* **How to complete this task**: Your response should consist of the lines below, printed exactly.

* **Task material**:
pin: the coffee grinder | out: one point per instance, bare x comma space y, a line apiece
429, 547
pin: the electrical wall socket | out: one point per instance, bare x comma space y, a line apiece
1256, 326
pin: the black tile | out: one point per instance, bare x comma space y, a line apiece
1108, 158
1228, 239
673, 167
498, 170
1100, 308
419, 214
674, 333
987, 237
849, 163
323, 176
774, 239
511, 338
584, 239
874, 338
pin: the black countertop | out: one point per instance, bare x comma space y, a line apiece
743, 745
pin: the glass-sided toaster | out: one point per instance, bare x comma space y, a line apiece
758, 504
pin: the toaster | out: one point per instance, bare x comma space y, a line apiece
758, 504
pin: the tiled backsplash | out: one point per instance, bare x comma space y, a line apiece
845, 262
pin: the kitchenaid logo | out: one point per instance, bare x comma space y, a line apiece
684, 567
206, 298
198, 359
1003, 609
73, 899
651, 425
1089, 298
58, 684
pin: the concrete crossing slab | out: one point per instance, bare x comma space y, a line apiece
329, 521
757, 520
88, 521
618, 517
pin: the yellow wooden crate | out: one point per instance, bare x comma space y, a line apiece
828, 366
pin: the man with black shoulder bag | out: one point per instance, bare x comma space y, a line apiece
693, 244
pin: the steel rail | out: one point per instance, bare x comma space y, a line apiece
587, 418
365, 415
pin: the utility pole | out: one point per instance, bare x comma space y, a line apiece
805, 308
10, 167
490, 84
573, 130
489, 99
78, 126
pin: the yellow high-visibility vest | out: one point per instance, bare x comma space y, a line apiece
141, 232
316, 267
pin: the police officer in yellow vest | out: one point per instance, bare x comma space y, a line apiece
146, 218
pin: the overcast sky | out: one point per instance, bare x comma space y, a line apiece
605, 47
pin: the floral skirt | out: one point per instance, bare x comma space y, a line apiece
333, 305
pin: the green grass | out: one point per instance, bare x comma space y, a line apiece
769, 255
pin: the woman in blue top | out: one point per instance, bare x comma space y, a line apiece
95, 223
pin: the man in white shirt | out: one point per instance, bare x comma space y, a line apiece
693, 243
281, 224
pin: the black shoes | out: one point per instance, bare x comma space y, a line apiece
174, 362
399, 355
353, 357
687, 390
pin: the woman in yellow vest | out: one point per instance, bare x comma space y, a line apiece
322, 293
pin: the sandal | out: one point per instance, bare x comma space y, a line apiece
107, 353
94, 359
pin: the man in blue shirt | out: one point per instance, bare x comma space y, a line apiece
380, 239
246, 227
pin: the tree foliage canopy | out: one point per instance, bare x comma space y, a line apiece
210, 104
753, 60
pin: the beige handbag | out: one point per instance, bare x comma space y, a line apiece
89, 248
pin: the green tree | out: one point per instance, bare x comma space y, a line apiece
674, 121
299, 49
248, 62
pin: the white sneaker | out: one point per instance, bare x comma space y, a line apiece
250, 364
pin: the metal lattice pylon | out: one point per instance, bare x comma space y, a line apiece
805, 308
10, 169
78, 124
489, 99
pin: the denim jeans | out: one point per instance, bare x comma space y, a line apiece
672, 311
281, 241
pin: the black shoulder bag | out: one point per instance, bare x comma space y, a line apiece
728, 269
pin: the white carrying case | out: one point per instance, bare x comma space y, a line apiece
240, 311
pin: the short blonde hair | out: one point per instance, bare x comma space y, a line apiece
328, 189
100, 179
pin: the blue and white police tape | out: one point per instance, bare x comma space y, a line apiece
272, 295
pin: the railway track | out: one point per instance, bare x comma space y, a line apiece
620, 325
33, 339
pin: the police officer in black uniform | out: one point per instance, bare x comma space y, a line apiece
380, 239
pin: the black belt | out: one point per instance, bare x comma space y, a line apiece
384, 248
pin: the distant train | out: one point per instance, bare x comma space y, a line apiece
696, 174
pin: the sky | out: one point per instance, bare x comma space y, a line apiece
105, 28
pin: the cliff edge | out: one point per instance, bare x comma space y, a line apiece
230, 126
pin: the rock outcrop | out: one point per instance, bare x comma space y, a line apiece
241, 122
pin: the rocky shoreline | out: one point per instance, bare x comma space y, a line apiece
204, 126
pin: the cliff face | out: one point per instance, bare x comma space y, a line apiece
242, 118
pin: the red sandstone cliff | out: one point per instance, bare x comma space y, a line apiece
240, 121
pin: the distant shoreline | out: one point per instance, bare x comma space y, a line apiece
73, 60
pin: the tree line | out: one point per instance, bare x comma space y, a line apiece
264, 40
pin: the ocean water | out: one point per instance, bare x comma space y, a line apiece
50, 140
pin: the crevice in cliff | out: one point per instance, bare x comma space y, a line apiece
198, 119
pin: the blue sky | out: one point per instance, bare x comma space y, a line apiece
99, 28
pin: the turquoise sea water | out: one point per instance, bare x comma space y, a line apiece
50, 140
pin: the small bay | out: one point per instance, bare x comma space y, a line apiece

* **Solution**:
pin: the coffee grinder | out: one point per instance, bare x comma space y, a line apiece
429, 547
pin: the electrical wall socket | out: one point per instance, bare x comma space y, a line apiece
1256, 326
pin: the black tile | out: one point per instance, bare x comma space y, a line apiece
1108, 158
1228, 239
673, 167
498, 170
1100, 308
419, 214
674, 333
987, 237
849, 163
323, 176
774, 239
511, 338
584, 239
874, 338
pin: the black countertop | out: one point per instance, bare x comma space y, a line apiece
743, 745
pin: the glass-sided toaster | out: one point per instance, bare x comma space y, a line apiece
758, 504
pin: the toaster | out: one point per instance, bare x comma space y, a line apiece
758, 504
pin: the tiled backsplash | out: one point per instance, bare x comma space y, a line apiece
845, 262
pin: the kitchenaid logo | out: one point per instance, bare x comma space y, a line apiece
684, 567
206, 298
198, 359
1003, 609
73, 899
651, 425
1089, 298
58, 684
pin: the concrete crossing slab | out: one point per instance, bare x comma space y, a line apiece
329, 521
757, 520
88, 521
618, 517
pin: the yellow wooden crate | out: one point per instance, bare x comma space y, a line apiece
828, 366
pin: the man with black shoulder bag | out: one point per instance, bare x comma space y, a line apiece
693, 244
pin: the steel rail | out: one point per instance, bare x comma space y, a line apiece
587, 418
365, 415
pin: the utility pole | out: one point per instance, bare x comma space y, a line apiece
805, 308
10, 167
490, 84
573, 130
489, 99
78, 126
pin: the yellow high-visibility vest | out: one point per instance, bare x comma space y, a line apiece
141, 232
316, 267
pin: the police officer in yellow vest | out: one point per instance, bare x comma space y, a line apiece
146, 218
pin: the overcast sky | out: one point per instance, bare x comma space y, a line apiece
605, 47
pin: the floral skirt | out: one point per instance, bare x comma space y, a line apiece
333, 305
pin: the green grass | out: one point per instance, bare x comma space y, a line apiece
769, 255
pin: the woman in blue top | out: one point per instance, bare x comma space y, a line apiece
95, 223
pin: the man in white shirt | out: one point per instance, bare x comma space y, a line apiece
693, 243
281, 224
pin: the black shoes | out: one point per instance, bare x comma space y, a line apiece
174, 362
399, 355
353, 357
687, 390
pin: the woman in yellow vest | out: one point per instance, bare x comma space y, a line apiece
322, 293
pin: the sandal | out: one point per instance, bare x comma space y, a line apiece
107, 353
94, 359
pin: the man in blue shirt | out: one point per instance, bare x comma space y, a line apiece
380, 239
246, 227
pin: the tree foliage canopy | out: one point per instance, bare x comma space y, a line apiece
210, 104
753, 60
pin: the beige handbag | out: one point per instance, bare x comma space y, a line apiece
89, 248
pin: the green tree | out: one point per instance, bare x comma space y, a line apiece
674, 121
299, 49
248, 62
pin: the white sneaker | out: one point per instance, bare x comma space y, a line apiece
250, 364
pin: the metal lattice pylon | out: one point per instance, bare x comma space y, a line apiece
805, 308
10, 169
78, 124
489, 99
pin: the denim jeans | out: one point per instance, bare x comma space y, a line apiece
672, 311
281, 241
pin: the black shoulder bag | out: one point per instance, bare x comma space y, a line apiece
728, 269
pin: the white carrying case | out: one point per instance, bare x comma space y, a line apiece
240, 311
pin: the short blonde hair | out: one point per instance, bare x comma space y, a line apiece
328, 189
100, 179
pin: the blue and white police tape | out: one point per instance, bare x comma space y, a line apiece
272, 295
pin: the railway track | out: one point per instance, bare x comma space y, a line apiece
620, 325
33, 339
pin: the police officer in black uniform | out: one point per instance, bare x comma space y, a line apiece
380, 239
pin: the black belt | out: one point per instance, bare x comma space y, a line apiece
384, 248
pin: the distant train | out: one point per instance, bare x comma space y, a line apiece
696, 174
pin: the sky | out: one point per instance, bare x comma space y, a line apiece
105, 28
pin: the cliff edge | out: one point per instance, bare x comma space y, a line apiece
230, 126
pin: the rock outcrop | out: one point per instance, bare x comma space y, a line apiece
241, 122
pin: the rocky shoreline | out: one point per instance, bare x comma space y, a line apiece
204, 126
pin: the cliff face | out: one point per instance, bare x comma space y, a line apiece
242, 118
pin: the red sandstone cliff | out: one point per instance, bare x comma space y, a line apiece
240, 121
pin: the distant shoreline | out: one point per instance, bare x comma space y, a line apiece
73, 60
pin: the tree line | out: one point per instance, bare x comma space y, a line apiece
264, 40
pin: the ocean water | out: one point per instance, bare x comma space y, a line apiece
50, 140
pin: the crevice in cliff | out: one point per instance, bare x comma space y, a line apiece
198, 119
pin: the blue sky | out: one point per instance, bare x comma space y, a line apiece
99, 28
pin: the turquoise sea water | out: one point per instance, bare x comma space y, a line apiece
50, 140
pin: the small bay | out: one point per instance, bare x comma space y, a line apiece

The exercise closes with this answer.